Exercise instructions => Write the next part of the piece on the OB-GYN career path below, starting right after its list of practices.

An OB-GYN is an obstetrician-gynecologist. Separately, an obstetrician deals mainly with the care of pregnant women up to their delivery time, whereas a gynecologist is concerned with the preventive medicine of the female reproductive system. When considering medical career choices, you might have considered the OB-GYN career path and wondered whether it’s the right fit. If that’s the case, it will help if you know some key things before starting.
Learn the Difference Between Obstetricians and Gynecologists
OB/GYN is a type of primary care that heavily emphasizes longitudinal care. After all, you'll be consulting your patients as they go through adolescence, adulthood, pregnancy, menopause, and beyond.
Obstetrics focus on pregnancy management using medicine and surgery. The core activity of obstetricians involves childbirth via vaginal delivery or cesarean delivery (C-section). In the first trimester, you'll work with pregnant patients around once a month; in the second, you'll see them every 2-4 weeks; and in the third, you'll see them every 1-2 weeks. The essential part of your duty is monitoring the mother and fetus' health and checking for any issues or symptoms.
Gynecology is treating the female reproductive system with medicine and surgery. So, in addition to treating pelvic discomfort and infections like vaginitis, you'll do the yearly exams and offer contraception options.
Gynecology focuses on women's health throughout their lives. It includes treatments for diseases, injuries, and disorders of the reproductive system, breasts, and vagina. Gynecologists also help with other female health issues, such as postpartum depression and sexually transmitted diseases. They can also perform hysterectomies and tubal ligations.
Obstetrics and gynecology are two different branches of women's health care, but they are both very important in helping women. They work together to provide the best care for patients.
OB/GYNs can be found in private practices, hospitals, and community health centers. OB/GYNs can specialize in obstetrics, gynecology, or both. Many OB/GYNs also act as primary care physicians.
Decide What You Want to Practice
Obstetrics and Gynecology consist of several practices, namely:
- gynecologic oncology,
- maternal-fetal medicine,
- reproductive endocrinology and infertility,
- and female pelvic medicine and reconstructive surgery.

Records supplied =>
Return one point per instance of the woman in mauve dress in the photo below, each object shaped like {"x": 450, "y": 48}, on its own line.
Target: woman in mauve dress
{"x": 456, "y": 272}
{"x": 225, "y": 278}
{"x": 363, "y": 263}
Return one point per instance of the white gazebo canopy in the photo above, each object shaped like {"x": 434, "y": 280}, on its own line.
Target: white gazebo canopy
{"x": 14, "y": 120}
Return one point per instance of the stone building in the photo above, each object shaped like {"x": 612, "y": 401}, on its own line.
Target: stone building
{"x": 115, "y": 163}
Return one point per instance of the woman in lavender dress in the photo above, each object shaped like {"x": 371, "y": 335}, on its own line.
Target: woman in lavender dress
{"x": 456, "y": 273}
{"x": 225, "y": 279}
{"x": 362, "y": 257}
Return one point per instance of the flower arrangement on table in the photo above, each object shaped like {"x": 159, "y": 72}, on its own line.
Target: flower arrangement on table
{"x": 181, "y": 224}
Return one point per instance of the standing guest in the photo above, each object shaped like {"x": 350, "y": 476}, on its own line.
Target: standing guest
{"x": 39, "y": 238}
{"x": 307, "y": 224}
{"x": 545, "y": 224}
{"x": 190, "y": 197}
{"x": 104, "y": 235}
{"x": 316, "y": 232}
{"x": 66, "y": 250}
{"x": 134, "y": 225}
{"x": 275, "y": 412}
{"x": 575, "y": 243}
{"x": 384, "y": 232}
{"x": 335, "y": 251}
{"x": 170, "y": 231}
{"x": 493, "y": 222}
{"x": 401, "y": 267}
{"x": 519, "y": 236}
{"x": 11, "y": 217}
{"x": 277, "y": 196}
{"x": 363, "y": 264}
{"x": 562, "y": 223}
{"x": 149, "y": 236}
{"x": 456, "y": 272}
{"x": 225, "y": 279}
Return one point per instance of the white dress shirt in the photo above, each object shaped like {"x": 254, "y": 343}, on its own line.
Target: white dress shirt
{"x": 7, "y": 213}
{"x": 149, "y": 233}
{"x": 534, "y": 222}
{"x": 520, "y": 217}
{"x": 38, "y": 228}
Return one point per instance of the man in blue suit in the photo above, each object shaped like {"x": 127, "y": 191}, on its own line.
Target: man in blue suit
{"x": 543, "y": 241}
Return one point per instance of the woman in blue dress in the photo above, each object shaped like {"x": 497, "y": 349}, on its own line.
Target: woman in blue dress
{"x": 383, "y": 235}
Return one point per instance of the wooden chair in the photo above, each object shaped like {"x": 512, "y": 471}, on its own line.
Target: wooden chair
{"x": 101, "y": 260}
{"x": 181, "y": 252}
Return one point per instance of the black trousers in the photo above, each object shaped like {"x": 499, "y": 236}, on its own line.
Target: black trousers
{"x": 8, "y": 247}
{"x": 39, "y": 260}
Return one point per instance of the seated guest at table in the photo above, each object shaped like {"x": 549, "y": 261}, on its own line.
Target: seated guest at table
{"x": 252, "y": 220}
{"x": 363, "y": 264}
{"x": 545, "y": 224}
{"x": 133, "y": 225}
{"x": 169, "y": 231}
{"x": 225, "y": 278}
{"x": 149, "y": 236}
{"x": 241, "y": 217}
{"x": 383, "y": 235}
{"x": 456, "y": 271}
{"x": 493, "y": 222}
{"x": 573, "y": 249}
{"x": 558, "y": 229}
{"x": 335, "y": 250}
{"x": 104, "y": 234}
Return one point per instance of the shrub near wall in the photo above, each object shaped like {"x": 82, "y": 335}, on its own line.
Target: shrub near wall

Task output =>
Following the first four-year core residency program, these fellowships last three years; one of those years is devoted to research. In addition, other fellowships are offered in pediatric and adolescent gynecology and genetics.
Be Mindful of Your Education Requirements
Typically, obstetricians and gynecologists need a bachelor's degree, a medical school degree (which takes four years to complete), and three to seven years of internship and residency training.
In an OB/GYN residency, you should understand every facet of the specialty and the subspecialties of reproductive endocrinology and gynecological surgery.
After completing your residency program, you may enroll in a fellowship program to receive additional training in one of the gynecological subspecialties mentioned above. For example, fellowships are available, among other things, in maternal-fetal medicine, female reconstructive surgery, etc. Depending on the specialty, a fellowship program may need an extra three to four years of training.
As you know, all states require licenses for doctors and surgeons. This means that you must pass the United States Medical Licensing Examination, a three-part test, and graduate from an accredited medical school.
The first and second steps of the licensing process are completed while you are still a medical student, typically after your second and fourth years, respectively. Usually, you take Step 3 in your first or second year of residency.
Although obtaining board certification in your specialty is not required, it might be beneficial since it will increase your patients' trust in your abilities. You must finish a residency program and then pass an exam to become board certified.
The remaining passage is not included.